▸ **Goal of the exercise**: Please repeat every record exactly, leaving out any pictures.
──────── Task input
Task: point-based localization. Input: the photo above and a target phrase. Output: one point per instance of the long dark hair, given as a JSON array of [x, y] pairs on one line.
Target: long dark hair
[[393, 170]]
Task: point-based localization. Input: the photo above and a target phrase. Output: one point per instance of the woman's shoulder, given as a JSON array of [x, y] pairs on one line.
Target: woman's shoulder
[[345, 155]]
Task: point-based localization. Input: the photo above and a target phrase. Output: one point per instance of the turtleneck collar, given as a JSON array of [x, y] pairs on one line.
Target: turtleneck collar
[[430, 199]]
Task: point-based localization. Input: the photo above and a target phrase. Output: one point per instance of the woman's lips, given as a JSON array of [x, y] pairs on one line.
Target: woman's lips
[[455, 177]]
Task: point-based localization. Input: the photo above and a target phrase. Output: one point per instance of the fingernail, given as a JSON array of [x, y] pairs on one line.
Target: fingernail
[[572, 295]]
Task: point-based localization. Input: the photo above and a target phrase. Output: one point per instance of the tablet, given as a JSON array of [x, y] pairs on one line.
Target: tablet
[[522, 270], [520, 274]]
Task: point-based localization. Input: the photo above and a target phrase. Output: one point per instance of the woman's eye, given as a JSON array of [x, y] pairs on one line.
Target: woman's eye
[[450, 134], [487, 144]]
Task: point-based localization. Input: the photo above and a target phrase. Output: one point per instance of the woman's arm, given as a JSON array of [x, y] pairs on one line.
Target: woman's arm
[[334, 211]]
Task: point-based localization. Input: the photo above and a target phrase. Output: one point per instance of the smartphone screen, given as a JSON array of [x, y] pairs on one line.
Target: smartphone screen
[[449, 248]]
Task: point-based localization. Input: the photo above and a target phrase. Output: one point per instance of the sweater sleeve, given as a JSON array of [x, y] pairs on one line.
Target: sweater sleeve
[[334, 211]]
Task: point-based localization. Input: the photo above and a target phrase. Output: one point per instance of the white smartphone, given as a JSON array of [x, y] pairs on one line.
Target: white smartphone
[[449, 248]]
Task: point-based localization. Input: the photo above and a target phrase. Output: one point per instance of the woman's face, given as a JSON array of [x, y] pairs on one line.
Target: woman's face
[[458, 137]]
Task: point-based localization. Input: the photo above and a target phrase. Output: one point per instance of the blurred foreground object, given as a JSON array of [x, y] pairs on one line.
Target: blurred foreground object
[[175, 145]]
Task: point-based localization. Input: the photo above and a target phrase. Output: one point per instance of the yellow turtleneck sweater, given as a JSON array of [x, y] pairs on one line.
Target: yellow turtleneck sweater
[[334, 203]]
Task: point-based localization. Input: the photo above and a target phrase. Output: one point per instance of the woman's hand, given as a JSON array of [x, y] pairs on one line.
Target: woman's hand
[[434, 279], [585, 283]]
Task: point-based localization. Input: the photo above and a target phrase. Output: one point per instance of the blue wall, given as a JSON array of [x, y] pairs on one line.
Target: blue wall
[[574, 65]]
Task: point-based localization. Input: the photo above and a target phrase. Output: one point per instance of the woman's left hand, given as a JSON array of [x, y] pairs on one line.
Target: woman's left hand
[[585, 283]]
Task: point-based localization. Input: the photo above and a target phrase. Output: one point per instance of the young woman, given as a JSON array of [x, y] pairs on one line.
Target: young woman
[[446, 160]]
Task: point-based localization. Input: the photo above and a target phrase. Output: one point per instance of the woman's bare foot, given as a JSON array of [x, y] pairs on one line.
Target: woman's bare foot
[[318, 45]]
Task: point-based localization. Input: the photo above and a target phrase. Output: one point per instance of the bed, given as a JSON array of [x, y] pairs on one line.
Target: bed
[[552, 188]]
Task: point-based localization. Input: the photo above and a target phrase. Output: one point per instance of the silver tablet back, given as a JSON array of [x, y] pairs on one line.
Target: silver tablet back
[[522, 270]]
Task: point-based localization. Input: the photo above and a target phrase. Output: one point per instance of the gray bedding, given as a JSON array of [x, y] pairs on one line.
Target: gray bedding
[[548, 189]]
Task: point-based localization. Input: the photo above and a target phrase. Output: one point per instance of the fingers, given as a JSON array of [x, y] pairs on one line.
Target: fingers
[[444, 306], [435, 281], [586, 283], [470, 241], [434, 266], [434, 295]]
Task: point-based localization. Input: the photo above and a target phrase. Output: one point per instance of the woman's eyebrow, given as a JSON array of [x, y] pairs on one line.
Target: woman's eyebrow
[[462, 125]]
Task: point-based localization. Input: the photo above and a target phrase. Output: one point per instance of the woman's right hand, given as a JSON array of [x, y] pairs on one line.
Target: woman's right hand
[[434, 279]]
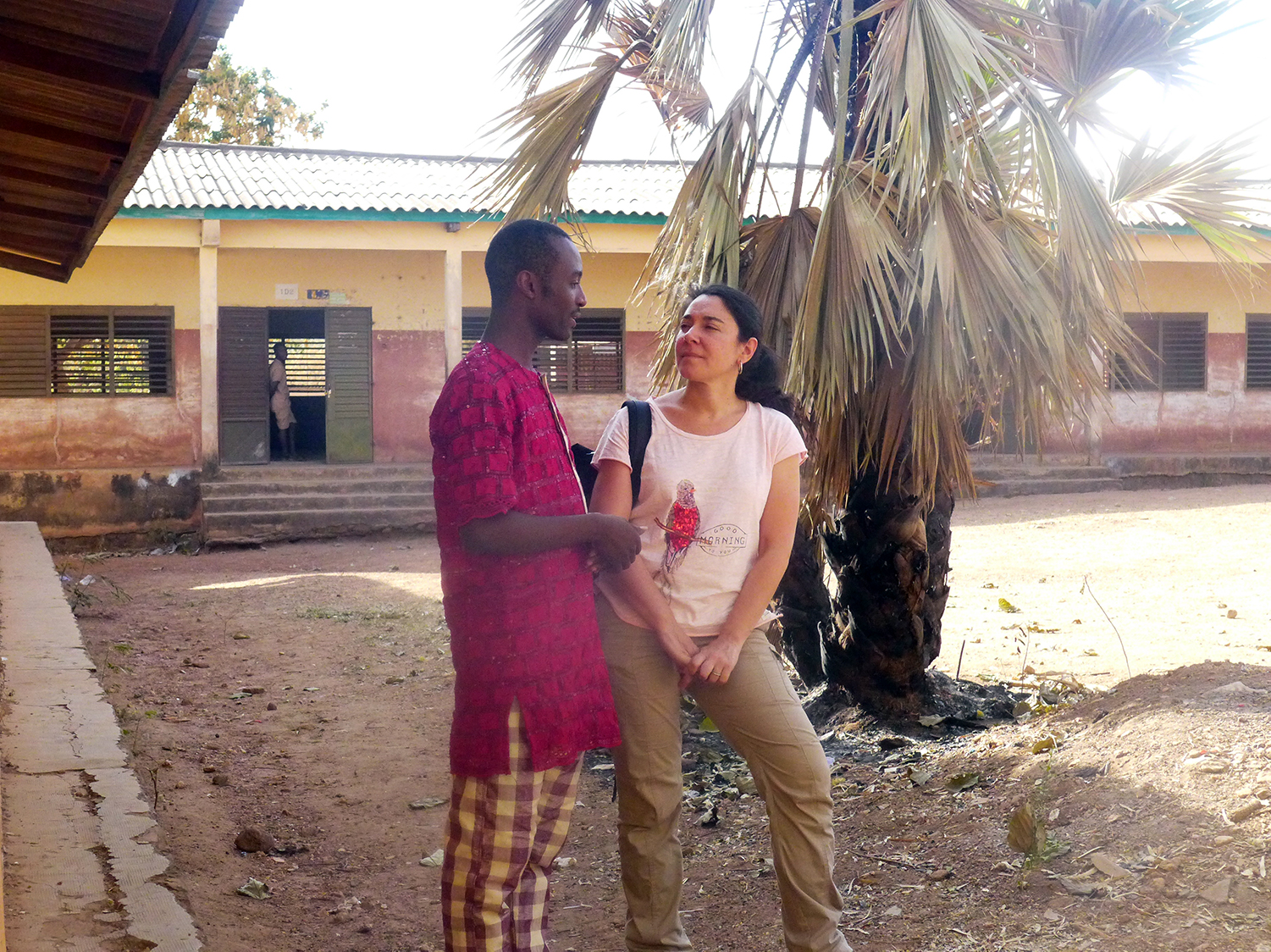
────────────────
▸ **Solution**:
Task: point-based localization. Input: the photo above and a target phrase. Output: one point per instance of the long dark hair, given as a JSON array of [x, y] pairs on one line.
Target: long dark hair
[[393, 170]]
Task: point-based localization. Input: the photo above and a target phrase. Output: one point per instance of the woman's shoulder, given as a JSON array of [x, y] pairs on one line.
Target: woman's shoulder
[[345, 155]]
Task: point-based localization. Input: the photo above and a target phrase. Output: one point per instance of the turtleneck collar, given as a JSON array of [x, y] pairs on one line.
Target: turtleneck collar
[[430, 199]]
Task: point-based localization. Input: the photo above and a target phrase. Output: one point per instance of the woman's lips, given as a JSON array of [x, y] pairs on one line.
Target: woman's lips
[[455, 177]]
Task: point-based localization. Input: the photo above and a target phrase. Output: one point per instance of the fingernail, given as a JSON array of [x, y] pairs on one line.
Target: fingernail
[[572, 295]]
Task: point-based localization. Input: the photo above and a target phrase. Output: one point per instance of the tablet, given as a JSON array of [x, y] pairs on one line.
Target: tablet
[[522, 270], [520, 274]]
Task: point-based localization. Input: the photo above and a target phrase. Output: one point per instance of the woman's eye, given as a JSON array of [x, y] pairs on one line.
Target: woman's eye
[[450, 134], [487, 144]]
Task: point-based localization. Input: the photo above and a target phrase. Output: one point per instance of the woman's arm, given as a JSON array of [x, y] pairs on one line.
Target: woman's arm
[[334, 211]]
Task: point-based localization. Input: the photo above and a target phrase. Output: one point per instance of the smartphone screen, given as a JSON array of [x, y] pairs on one line.
Target: smartphone screen
[[449, 248]]
Task: point-based localization. Input: the photo above and a target phrase. Output: one point per instance of the sweater sleeve, given as a JSON array of [x, y] pairs on one line.
Target: sweater sleeve
[[334, 211]]
Task: point-based localization. Input: the photo above and a target phrase. Output: one point per instance of the white smartphone, given as a JSON array of [x, y] pairs on one line.
Target: white smartphone
[[449, 248]]
Task: point-based localization. Input: the photo above and a target phrase. Output: one point per instance of the woman's face, given as a JSON array of [x, y] pairs on one line.
Target: woman's face
[[458, 137]]
Task: point-based localization. Input: the photo above and a target phrase. Output: one point per instance of the blurred foreground object, given as a JSON array of [x, y] pairs on one line.
Target: blurred foreground object
[[175, 145]]
Task: point-based localization. Input: the photo above and a target phrase. Output: one point per instance of the yellow turtleneck sweater, given as a JSON array of [x, y] pairs on one line.
Target: yellow turtleneck sweater
[[334, 203]]
Task: point-based localization. Input: the photo above and a target phrase. Output: one point per instance of the woman's hand, given as a JSON array of [x, y] pairs on one line.
Target: woman's hand
[[434, 279], [585, 283]]
Task: point-based localization. Input: the photo above and a target phrase. Output: one point per instance of the blue wall, given as a JSON array of [x, y] pairs on one line.
Target: blue wall
[[574, 65]]
Task: point-based localization. Input: the photo above and a target phrase. Output: one point per instance of the woman's left hand, given as a JSON array of [x, y] pairs on one line.
Target: woman's left hand
[[585, 283]]
Task: point-based localization. Input: the photo above and a target phrase. Output: one point per instance of the young woman, given as a JSON array of [x, y] pairs on one line.
Target: young woman
[[446, 160]]
Task: point-based localization. Input: the photo above and a target phrase. Output: one point per instance of the woman's bare foot, given as a JSON array of [x, y] pairs on one line.
Target: woman's bare foot
[[318, 45]]
Task: point-based localization. Input: the photo above and a target phrase. Output: one point per instance of the bed, given as a JSON array of [x, y] pairs on one line.
Target: bed
[[552, 188]]
Task: point-based localization. Input: the photo above and a target phrase. Output: one point per instance of the silver tablet back, given as a JSON array of [x, y] pairs on one line.
Target: silver tablet back
[[522, 270]]
Task: point-based localization. Input: the photo above and a target phrase. Output: one point per instance of the gray bedding, given as a JSON array of [x, y] pairs on one line.
Target: gray bedding
[[548, 189]]
Task: point-based localization. Input: the photo above and a target phrase. Output: one point per instance of the fingers, given as a JSON array of [x, y] pairs on one line.
Target: fingers
[[444, 306], [435, 281], [586, 283], [470, 241], [434, 266], [434, 295]]
Task: point-based localization. Input: the photo above and a target phrase. Output: one point per instance of the woman's eyebrow, given as a JSON array of [x, y] pairs on one line.
Target: woman's eyebrow
[[462, 125]]
Task: point-based localization. Input: the photo above and a target phrase. Output: one point per instance of the woman's right hand, given as a JSON array of [x, y] pairs on one line.
Target: woman's right hand
[[434, 279]]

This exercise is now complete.